- [What the exercise asks]
Below is a block of records. Copy every line in it that contains the word "exact".

Collected data entries
Segment Open

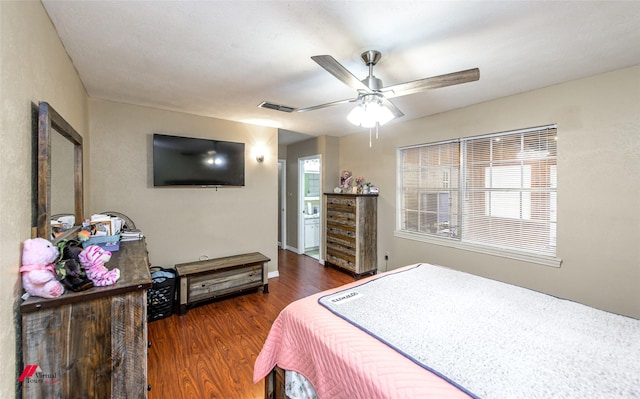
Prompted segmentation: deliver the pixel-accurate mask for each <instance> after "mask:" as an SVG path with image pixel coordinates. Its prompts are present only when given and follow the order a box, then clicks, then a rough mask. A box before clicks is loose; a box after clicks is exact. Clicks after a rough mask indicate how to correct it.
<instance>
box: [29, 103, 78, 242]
mask: <svg viewBox="0 0 640 399" xmlns="http://www.w3.org/2000/svg"><path fill="white" fill-rule="evenodd" d="M34 107H35V105H34ZM34 112H35V109H34ZM37 114H38V123H37V129H34V130H35V131H36V133H37V136H36V142H37V144H36V147H37V150H36V151H37V154H36V155H35V157H36V159H37V163H36V165H37V166H36V170H37V172H36V175H37V178H36V180H37V181H36V183H35V191H36V201H35V206H34V214H35V215H36V218H35V219H36V223H35V227H36V236H37V237H42V238H46V239H48V240H53V237H52V233H51V231H52V229H51V217H52V216H53V215H54V214H71V215H74V216H75V221H74V226H76V227H77V226H80V225H81V224H82V218H83V209H82V207H83V192H82V136H80V135H79V134H78V132H76V131H75V129H73V127H71V125H69V123H67V121H65V120H64V118H62V116H60V114H58V113H57V112H56V111H55V110H54V109H53V108H52V107H51V106H50V105H49V104H48V103H46V102H41V103H39V105H38V106H37ZM76 230H77V228H75V229H73V228H72V229H69V230H68V231H69V232H73V231H76Z"/></svg>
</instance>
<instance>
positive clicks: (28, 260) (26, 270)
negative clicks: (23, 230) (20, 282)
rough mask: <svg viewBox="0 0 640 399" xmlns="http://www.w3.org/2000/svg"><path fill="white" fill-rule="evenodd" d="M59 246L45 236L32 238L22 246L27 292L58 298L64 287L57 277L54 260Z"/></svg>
mask: <svg viewBox="0 0 640 399" xmlns="http://www.w3.org/2000/svg"><path fill="white" fill-rule="evenodd" d="M58 254H59V253H58V248H57V247H56V246H55V245H53V244H52V243H50V242H49V241H47V240H45V239H44V238H31V239H28V240H26V241H25V242H24V245H23V247H22V266H21V267H20V272H21V273H22V287H23V288H24V290H25V291H26V292H27V294H29V295H32V296H39V297H42V298H56V297H59V296H60V295H62V294H63V293H64V287H63V286H62V284H60V282H59V281H58V280H57V278H56V272H55V266H54V264H53V262H55V260H56V259H58Z"/></svg>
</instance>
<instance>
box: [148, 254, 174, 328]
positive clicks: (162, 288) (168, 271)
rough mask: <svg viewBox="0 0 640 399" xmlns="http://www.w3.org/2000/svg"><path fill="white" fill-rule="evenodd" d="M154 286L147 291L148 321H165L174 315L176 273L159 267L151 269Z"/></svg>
mask: <svg viewBox="0 0 640 399" xmlns="http://www.w3.org/2000/svg"><path fill="white" fill-rule="evenodd" d="M151 279H152V280H153V285H152V286H151V288H149V289H148V290H147V320H148V321H154V320H160V319H164V318H165V317H168V316H171V314H172V313H173V301H174V299H175V288H176V271H175V270H173V269H165V268H162V267H159V266H152V267H151Z"/></svg>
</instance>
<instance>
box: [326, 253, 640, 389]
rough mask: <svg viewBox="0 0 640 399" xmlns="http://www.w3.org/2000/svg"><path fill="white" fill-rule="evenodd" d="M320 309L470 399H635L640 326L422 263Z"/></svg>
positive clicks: (639, 335) (341, 292)
mask: <svg viewBox="0 0 640 399" xmlns="http://www.w3.org/2000/svg"><path fill="white" fill-rule="evenodd" d="M408 287H411V289H408ZM319 302H320V303H321V304H323V305H324V306H326V307H328V308H329V309H330V310H331V311H332V312H334V313H336V314H337V315H339V316H340V317H343V318H344V319H345V320H347V321H349V322H351V323H353V324H354V325H356V326H357V327H359V328H361V329H363V330H365V331H367V332H369V333H370V334H372V335H374V336H376V337H377V338H379V339H380V340H382V341H383V342H385V343H387V344H388V345H390V346H391V347H393V348H394V349H396V350H398V351H399V352H400V353H402V354H404V355H405V356H407V357H409V358H410V359H412V360H413V361H415V362H416V363H418V364H419V365H422V366H423V367H425V368H427V369H428V370H430V371H432V372H434V373H436V374H438V375H440V376H442V377H443V378H445V379H447V380H448V381H450V382H451V383H453V384H454V385H456V386H458V387H459V388H461V389H463V390H464V391H465V392H467V393H469V394H471V395H472V396H477V397H483V398H637V397H640V321H639V320H635V319H631V318H628V317H623V316H619V315H615V314H612V313H607V312H604V311H600V310H597V309H593V308H590V307H587V306H584V305H580V304H578V303H575V302H571V301H567V300H562V299H558V298H555V297H552V296H549V295H545V294H541V293H538V292H535V291H531V290H527V289H523V288H520V287H516V286H513V285H509V284H504V283H501V282H497V281H493V280H489V279H485V278H482V277H478V276H474V275H471V274H467V273H462V272H458V271H454V270H451V269H447V268H444V267H439V266H433V265H426V264H422V265H418V266H416V267H413V268H409V269H407V270H404V271H402V272H399V273H393V274H389V275H386V276H384V277H381V278H378V279H374V280H371V281H368V282H366V283H365V284H361V285H358V286H355V287H350V288H348V289H346V290H342V291H338V292H337V293H333V294H330V295H326V296H324V297H322V298H320V300H319ZM380 315H385V317H383V318H381V317H380Z"/></svg>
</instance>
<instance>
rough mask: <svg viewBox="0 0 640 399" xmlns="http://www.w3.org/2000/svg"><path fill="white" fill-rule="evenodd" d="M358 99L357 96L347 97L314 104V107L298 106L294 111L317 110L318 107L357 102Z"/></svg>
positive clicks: (309, 110)
mask: <svg viewBox="0 0 640 399" xmlns="http://www.w3.org/2000/svg"><path fill="white" fill-rule="evenodd" d="M356 101H358V99H357V98H349V99H346V100H338V101H332V102H330V103H325V104H320V105H314V106H312V107H306V108H296V109H295V110H294V111H295V112H307V111H315V110H316V109H321V108H327V107H331V106H334V105H340V104H346V103H353V102H356Z"/></svg>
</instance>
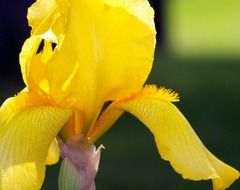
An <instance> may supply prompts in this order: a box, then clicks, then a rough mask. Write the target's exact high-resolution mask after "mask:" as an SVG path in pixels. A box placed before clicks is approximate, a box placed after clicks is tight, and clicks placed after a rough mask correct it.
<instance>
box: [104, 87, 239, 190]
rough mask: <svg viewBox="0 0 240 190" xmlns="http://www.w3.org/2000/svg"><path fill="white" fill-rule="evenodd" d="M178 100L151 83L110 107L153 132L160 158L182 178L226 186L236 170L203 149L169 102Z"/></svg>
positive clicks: (238, 173) (153, 134) (232, 177)
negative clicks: (120, 112)
mask: <svg viewBox="0 0 240 190" xmlns="http://www.w3.org/2000/svg"><path fill="white" fill-rule="evenodd" d="M177 100H178V99H177V95H176V94H174V93H171V92H169V91H167V90H164V89H160V90H158V89H157V88H155V87H154V86H150V87H147V88H145V89H144V90H143V91H142V92H140V93H138V94H135V95H133V96H132V97H130V98H128V99H125V100H121V101H118V102H115V103H113V104H112V105H111V109H113V110H114V109H123V110H125V111H128V112H129V113H131V114H133V115H134V116H136V117H137V118H138V119H139V120H141V121H142V122H143V123H144V124H145V125H146V126H147V127H148V128H149V130H150V131H151V132H152V133H153V135H154V137H155V141H156V144H157V147H158V150H159V153H160V155H161V157H162V158H163V159H165V160H168V161H170V163H171V165H172V167H173V168H174V169H175V170H176V172H178V173H180V174H181V175H182V176H183V177H184V178H187V179H192V180H207V179H212V180H213V186H214V189H215V190H223V189H226V188H227V187H228V186H230V185H231V184H232V183H233V182H234V181H235V180H236V179H237V178H238V177H239V172H238V171H237V170H235V169H233V168H232V167H230V166H228V165H226V164H224V163H223V162H221V161H220V160H218V159H217V158H216V157H214V156H213V155H212V154H211V153H210V152H209V151H208V150H207V149H206V147H205V146H204V145H203V144H202V142H201V141H200V139H199V138H198V136H197V135H196V133H195V132H194V131H193V129H192V128H191V126H190V124H189V123H188V121H187V120H186V119H185V117H184V116H183V115H182V113H181V112H180V111H179V110H178V109H177V108H176V107H175V106H174V105H173V104H172V103H171V101H177ZM109 112H110V111H109ZM100 127H101V126H100Z"/></svg>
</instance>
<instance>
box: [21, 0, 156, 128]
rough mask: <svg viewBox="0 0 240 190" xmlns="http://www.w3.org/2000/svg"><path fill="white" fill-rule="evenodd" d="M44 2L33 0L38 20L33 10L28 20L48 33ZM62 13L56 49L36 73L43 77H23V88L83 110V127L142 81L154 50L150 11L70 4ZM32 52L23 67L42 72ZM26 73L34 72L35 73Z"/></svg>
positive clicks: (153, 41) (141, 4)
mask: <svg viewBox="0 0 240 190" xmlns="http://www.w3.org/2000/svg"><path fill="white" fill-rule="evenodd" d="M62 1H63V2H64V0H58V1H55V2H54V6H55V5H56V4H57V5H58V6H59V7H61V5H60V4H64V3H63V2H62ZM47 2H48V0H39V1H38V4H37V3H36V4H34V5H33V7H32V10H36V9H37V10H38V11H39V13H38V14H39V15H40V16H39V18H40V19H38V17H37V16H36V15H35V14H37V13H35V11H34V13H31V15H30V16H29V18H30V17H31V23H32V24H31V25H33V28H38V27H40V25H41V26H42V25H44V27H43V28H45V27H49V28H51V29H52V26H51V27H50V24H49V23H47V24H45V22H44V24H42V23H41V22H40V20H42V19H43V18H45V20H48V22H50V21H51V20H54V19H52V18H51V19H49V17H51V15H50V14H49V15H47V16H46V12H45V10H44V11H43V10H42V8H41V7H42V6H43V5H44V4H48V6H50V8H51V4H50V3H47ZM51 2H52V0H51ZM39 4H41V5H42V6H40V5H39ZM36 7H37V8H36ZM63 7H64V6H63ZM51 9H52V8H51ZM60 9H61V8H60ZM30 10H31V9H30ZM60 12H64V11H60ZM67 12H68V14H64V18H65V19H64V21H65V22H66V24H65V27H64V29H63V30H64V32H62V35H60V36H61V37H60V36H58V35H57V34H56V37H57V38H58V42H57V46H56V48H55V50H54V52H53V54H52V56H51V58H50V59H49V60H48V61H47V62H46V67H44V69H42V70H43V71H44V72H42V73H44V74H41V75H35V74H32V76H33V77H30V76H31V74H29V75H28V76H29V78H28V77H27V84H34V85H35V86H34V85H33V86H34V88H37V87H38V88H39V89H41V90H43V91H44V92H45V93H47V94H49V95H50V97H51V98H52V99H53V100H54V101H55V102H56V103H58V104H60V105H61V106H64V107H73V106H74V107H75V108H77V109H79V110H80V111H81V110H84V113H85V117H86V118H87V119H86V125H91V123H92V121H93V120H94V118H96V115H97V113H96V112H98V111H100V109H101V106H102V104H103V102H104V101H107V100H112V99H117V98H120V97H122V96H125V95H128V94H129V93H132V92H133V91H137V90H139V89H140V88H141V86H142V85H143V83H144V82H145V80H146V78H147V76H148V74H149V72H150V70H151V66H152V61H153V52H154V47H155V29H154V22H153V10H152V8H151V7H150V5H149V3H148V2H147V0H137V1H126V0H118V1H109V0H93V1H89V0H80V1H78V0H70V1H69V10H68V11H67ZM66 15H67V16H66ZM45 20H44V21H45ZM58 28H59V27H58ZM53 33H54V31H53ZM48 34H49V33H48ZM49 36H51V35H44V34H43V35H40V36H38V37H40V38H43V39H44V40H45V41H51V42H53V41H54V38H52V39H51V40H49ZM59 38H61V40H59ZM30 46H35V44H32V45H30ZM26 49H27V50H29V49H32V48H31V47H28V48H25V50H26ZM34 49H35V51H34V56H33V57H32V60H30V61H29V62H28V63H27V64H29V65H34V64H35V65H37V64H38V65H37V67H43V66H39V65H41V64H42V65H44V64H43V63H42V62H41V61H40V57H39V56H38V57H36V56H35V54H36V51H37V48H35V47H34ZM43 51H44V50H43ZM30 53H31V52H30ZM39 54H42V53H38V55H39ZM43 62H44V61H43ZM21 64H22V63H21ZM31 67H32V66H29V67H24V68H31ZM22 71H23V72H26V71H24V70H22ZM29 72H30V73H31V72H33V73H35V72H36V69H34V71H33V69H32V70H31V69H29ZM39 72H40V69H39ZM27 73H28V72H27ZM43 79H44V80H43ZM129 79H131V81H132V82H131V83H129ZM28 80H30V82H29V81H28ZM41 84H42V85H43V86H44V87H40V85H41ZM36 86H37V87H36ZM45 86H47V87H48V88H46V87H45ZM46 89H47V90H46Z"/></svg>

Segment Closed

- [Result]
Prompted segmentation: deliver the pixel-accurate mask for each <instance> after "mask:" as an SVG path with image pixel coordinates. Its prompts are present only when given and follow the order a box, then clicks, then a rough mask. A box before clicks is loose; a box after clicks is exact. Clicks after a rough mask indicate how to correct it.
An <instance> may supply prompts in this order: a box, then clicks, then a rough mask. Write the target's exact high-resolution mask after "mask:" as an SVG path in pixels. A box placed before clicks is approximate, a box placed after clicks is tight, and clicks placed after a rough mask correct it.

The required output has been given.